Teks Sumber:

####

Maka qaidah ushuliyyah adalah dalil syara’ yang bersifat menyeluruh, universal dan global (kulli dan mujmal). Qaidah ushuliyyah merupakan sejumlah peraturan untuk menggali hukum. Qaidah ushuliyyah umumnya berkaitan dengan ketentuan dalalah lafazh atau kebahasaan.
Qaidah ushuliyyah berfungsi sebagai alat untuk menggali ketentuan hukum yang terdapat dalam bahasa sumber hukum. Menguasai qaidah ushuliyyah dapat mempermudah faqih untuk mengetahui hukum Allah dalam setiap peristiwa hukum yang dihadapinya.

D.    Contoh Qaidah Ushuliyyah
Untuk mengenal qaidah ushuliyyah lebih jauh, di bawah ini disebutkan beberapa qaidah ushuliyyah :
a.       Bila dalil yang menyuruh bergabung dengan dalil yang melarang maka didahulukan dalil yang melarang
b.      Petunjuk perintah (amr) menunjukkan wajib”

####

Soal Tertulis 1: Menurut teks tentang qaidah ushuliyyah, apa fungsi qaidah ushuliyyah?
Soal Tertulis 2: Kutip tanpa perubahan bagian teks tentang qaidah ushuliyyah yang membentang dari "Maka qaidah ushuliyyah" hingga "hukum yang dihadapinya.".
Entri dataset diambil dari sumber yang berbeda.

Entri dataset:
####

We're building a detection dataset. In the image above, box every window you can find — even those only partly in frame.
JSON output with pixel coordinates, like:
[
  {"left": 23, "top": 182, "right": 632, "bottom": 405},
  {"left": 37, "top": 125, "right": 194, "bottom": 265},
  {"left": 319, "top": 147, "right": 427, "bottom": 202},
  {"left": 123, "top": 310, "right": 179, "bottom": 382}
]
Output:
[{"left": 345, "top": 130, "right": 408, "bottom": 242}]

####

Penyelesaian Soal 1: Qaidah ushuliyyah berfungsi sebagai alat untuk menggali ketentuan hukum yang terdapat dalam bahasa sumber hukum.

Penyelesaian Soal 2:
Maka qaidah ushuliyyah adalah dalil syara’ yang bersifat menyeluruh, universal dan global (kulli dan mujmal). Qaidah ushuliyyah merupakan sejumlah peraturan untuk menggali hukum. Qaidah ushuliyyah umumnya berkaitan dengan ketentuan dalalah lafazh atau kebahasaan.
Qaidah ushuliyyah berfungsi sebagai alat untuk menggali ketentuan hukum yang terdapat dalam bahasa sumber hukum. Menguasai qaidah ushuliyyah dapat mempermudah faqih untuk mengetahui hukum Allah dalam setiap peristiwa hukum yang dihadapinya.